EXERCISE AIM ▸
Reproduce the line that contains "Where can you find the bicycle handlebar" and every line after it through the end of the records, exactly, with nothing added.

[Records from a data source]
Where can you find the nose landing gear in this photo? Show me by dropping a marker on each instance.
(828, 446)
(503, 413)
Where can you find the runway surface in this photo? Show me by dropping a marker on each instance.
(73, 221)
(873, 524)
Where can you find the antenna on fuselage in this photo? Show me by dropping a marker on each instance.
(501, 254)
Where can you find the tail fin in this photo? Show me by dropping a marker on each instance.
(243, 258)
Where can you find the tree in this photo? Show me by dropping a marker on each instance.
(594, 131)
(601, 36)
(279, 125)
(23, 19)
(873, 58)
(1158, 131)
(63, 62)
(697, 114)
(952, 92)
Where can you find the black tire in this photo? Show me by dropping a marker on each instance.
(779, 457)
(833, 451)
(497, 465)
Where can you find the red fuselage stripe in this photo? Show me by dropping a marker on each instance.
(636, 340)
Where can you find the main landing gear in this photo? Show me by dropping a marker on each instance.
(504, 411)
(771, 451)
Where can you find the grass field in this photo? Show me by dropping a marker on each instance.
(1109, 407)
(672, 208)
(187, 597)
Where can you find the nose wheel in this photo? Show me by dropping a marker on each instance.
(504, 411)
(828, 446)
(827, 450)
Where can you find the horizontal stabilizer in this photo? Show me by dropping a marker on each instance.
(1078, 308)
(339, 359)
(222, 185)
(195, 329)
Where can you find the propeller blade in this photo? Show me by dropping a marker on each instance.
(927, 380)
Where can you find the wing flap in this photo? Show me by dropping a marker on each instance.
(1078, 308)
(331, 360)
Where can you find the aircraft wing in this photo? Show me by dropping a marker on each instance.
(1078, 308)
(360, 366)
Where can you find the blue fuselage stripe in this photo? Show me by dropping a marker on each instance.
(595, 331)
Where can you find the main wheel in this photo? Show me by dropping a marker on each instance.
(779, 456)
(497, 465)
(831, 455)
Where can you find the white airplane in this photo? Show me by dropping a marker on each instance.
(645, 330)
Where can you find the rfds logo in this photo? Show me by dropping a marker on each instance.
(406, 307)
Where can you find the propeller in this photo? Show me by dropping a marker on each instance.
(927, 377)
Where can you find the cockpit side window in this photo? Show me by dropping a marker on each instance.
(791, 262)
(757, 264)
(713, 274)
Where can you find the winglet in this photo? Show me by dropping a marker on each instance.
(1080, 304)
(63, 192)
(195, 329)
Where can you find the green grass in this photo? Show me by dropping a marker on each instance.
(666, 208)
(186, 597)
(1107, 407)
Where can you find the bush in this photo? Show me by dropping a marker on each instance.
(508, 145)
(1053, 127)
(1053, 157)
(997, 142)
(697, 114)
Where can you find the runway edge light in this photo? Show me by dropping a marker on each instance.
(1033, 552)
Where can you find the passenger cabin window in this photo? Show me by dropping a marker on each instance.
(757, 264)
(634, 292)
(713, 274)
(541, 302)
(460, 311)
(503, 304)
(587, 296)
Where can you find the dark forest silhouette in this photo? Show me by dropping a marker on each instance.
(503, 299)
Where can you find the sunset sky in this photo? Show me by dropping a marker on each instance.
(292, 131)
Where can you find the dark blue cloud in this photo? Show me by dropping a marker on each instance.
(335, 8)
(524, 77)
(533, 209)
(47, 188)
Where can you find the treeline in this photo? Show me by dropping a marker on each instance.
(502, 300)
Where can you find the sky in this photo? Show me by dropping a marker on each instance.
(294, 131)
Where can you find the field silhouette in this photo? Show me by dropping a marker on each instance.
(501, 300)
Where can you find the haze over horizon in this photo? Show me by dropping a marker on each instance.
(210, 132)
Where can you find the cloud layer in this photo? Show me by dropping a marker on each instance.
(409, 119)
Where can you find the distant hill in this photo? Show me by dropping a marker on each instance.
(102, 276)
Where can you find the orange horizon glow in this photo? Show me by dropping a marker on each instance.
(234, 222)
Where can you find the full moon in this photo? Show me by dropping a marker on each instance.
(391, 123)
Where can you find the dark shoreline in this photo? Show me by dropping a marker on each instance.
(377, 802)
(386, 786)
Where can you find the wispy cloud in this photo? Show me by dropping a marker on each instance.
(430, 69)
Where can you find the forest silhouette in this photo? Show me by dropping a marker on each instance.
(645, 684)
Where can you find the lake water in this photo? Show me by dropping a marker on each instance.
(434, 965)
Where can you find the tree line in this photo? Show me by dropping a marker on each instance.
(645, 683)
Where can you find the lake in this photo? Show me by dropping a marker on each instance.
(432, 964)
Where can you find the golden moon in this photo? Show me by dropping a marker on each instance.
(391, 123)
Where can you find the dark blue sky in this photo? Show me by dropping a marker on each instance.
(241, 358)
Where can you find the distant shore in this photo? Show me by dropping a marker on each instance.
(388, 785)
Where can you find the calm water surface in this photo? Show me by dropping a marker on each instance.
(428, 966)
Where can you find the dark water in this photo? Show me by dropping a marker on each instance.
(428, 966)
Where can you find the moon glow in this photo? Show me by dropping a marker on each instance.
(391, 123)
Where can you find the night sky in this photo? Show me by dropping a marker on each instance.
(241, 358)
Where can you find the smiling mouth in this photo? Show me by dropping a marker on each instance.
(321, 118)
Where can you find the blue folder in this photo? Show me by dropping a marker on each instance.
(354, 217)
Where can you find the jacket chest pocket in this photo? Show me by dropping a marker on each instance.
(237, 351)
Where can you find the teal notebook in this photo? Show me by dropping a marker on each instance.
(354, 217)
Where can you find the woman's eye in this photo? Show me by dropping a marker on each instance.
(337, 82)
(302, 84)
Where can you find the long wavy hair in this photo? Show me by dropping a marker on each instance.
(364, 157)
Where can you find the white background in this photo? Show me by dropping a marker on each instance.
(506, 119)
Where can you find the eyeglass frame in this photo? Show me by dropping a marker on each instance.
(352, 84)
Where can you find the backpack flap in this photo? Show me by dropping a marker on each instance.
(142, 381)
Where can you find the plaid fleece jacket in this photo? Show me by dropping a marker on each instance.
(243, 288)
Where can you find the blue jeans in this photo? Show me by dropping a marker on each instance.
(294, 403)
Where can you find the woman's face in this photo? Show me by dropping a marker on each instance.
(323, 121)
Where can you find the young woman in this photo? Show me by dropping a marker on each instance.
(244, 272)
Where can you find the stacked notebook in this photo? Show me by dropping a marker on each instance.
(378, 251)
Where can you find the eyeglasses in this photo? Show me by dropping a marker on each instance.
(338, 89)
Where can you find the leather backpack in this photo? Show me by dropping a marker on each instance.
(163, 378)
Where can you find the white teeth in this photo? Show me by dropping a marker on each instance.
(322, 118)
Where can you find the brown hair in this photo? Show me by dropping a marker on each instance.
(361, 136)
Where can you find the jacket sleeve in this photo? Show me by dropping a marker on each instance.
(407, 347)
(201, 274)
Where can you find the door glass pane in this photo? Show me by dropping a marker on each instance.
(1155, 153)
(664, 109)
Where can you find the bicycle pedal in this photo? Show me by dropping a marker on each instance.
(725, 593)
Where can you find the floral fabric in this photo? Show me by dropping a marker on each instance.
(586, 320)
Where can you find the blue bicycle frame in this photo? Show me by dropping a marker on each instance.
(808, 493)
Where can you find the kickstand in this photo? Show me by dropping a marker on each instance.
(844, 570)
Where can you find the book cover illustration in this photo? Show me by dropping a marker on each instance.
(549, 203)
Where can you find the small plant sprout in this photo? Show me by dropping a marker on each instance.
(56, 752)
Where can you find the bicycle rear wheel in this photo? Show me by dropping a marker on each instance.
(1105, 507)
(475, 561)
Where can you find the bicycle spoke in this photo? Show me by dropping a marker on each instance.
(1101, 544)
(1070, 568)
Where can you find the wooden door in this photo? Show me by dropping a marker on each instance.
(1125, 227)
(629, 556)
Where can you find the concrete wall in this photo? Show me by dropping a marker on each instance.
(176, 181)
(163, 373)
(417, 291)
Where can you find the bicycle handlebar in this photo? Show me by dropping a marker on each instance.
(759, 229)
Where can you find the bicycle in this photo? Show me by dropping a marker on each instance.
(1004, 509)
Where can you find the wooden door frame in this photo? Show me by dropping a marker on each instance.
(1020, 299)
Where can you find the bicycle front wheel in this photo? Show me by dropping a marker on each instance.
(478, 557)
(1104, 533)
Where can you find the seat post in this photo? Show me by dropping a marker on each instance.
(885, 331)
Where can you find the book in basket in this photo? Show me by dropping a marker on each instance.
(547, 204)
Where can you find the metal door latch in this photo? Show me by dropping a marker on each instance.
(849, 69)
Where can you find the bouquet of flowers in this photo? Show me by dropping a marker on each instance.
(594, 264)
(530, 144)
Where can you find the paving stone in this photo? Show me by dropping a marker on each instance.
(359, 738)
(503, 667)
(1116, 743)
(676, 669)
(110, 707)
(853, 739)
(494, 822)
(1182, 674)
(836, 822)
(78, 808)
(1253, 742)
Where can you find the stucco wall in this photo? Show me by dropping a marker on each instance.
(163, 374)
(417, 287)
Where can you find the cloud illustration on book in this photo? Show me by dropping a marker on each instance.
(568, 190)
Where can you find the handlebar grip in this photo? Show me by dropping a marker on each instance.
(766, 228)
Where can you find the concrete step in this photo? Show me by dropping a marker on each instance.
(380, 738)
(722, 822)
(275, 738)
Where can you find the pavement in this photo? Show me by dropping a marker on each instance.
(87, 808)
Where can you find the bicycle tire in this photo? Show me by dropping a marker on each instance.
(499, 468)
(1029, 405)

SOLUTION ▸
Where can you find the bicycle handlebar in this photo? Show me by dropping a marker on each instance.
(759, 229)
Where can you find the bicycle in this photo? Show me by dropping a marker on each instance.
(1004, 509)
Where can you find the wooden door frame in this photo? Show me by dropping a marker on each instance.
(1020, 299)
Where can you find the bicycle front wheel in this photo? Show me by dropping a marker on each instance.
(478, 557)
(1104, 533)
Where can you find the seat post in this photo? Show me by dropping a marker on each instance.
(885, 331)
Where can you find the book in basket in this photo? Show me by dropping a marker on each instance.
(547, 204)
Where can you find the metal door latch in this photo? Show me by dropping a marker on each instance.
(849, 69)
Where can you find the bouquet of flowers in this photo? Show me by dropping a marker on each instance.
(594, 264)
(530, 144)
Where can you find the paving stone in this photo? Show me by dropping a marker on each instance.
(359, 738)
(503, 667)
(1116, 743)
(676, 669)
(110, 707)
(853, 739)
(494, 822)
(1182, 674)
(836, 822)
(78, 808)
(1253, 742)
Where can you find the stucco wall in this photo? Show me by dropping a marker on each instance.
(163, 374)
(417, 287)
Where can you find the cloud illustration on book in this photo? Show me by dropping a marker on each instance.
(568, 190)
Where can you find the handlebar grip in this photo? Show me by dropping a marker on each instance.
(766, 228)
Where can you find the concrete step in this photo? Show me by dropping a marker on each instance.
(380, 738)
(722, 822)
(275, 738)
Where can you find the pavement in this photo? Show me by dropping a marker on each instance.
(87, 808)
Where can you find the bicycle tire in this photo? Show me by dropping a marker on each instance.
(499, 468)
(1029, 405)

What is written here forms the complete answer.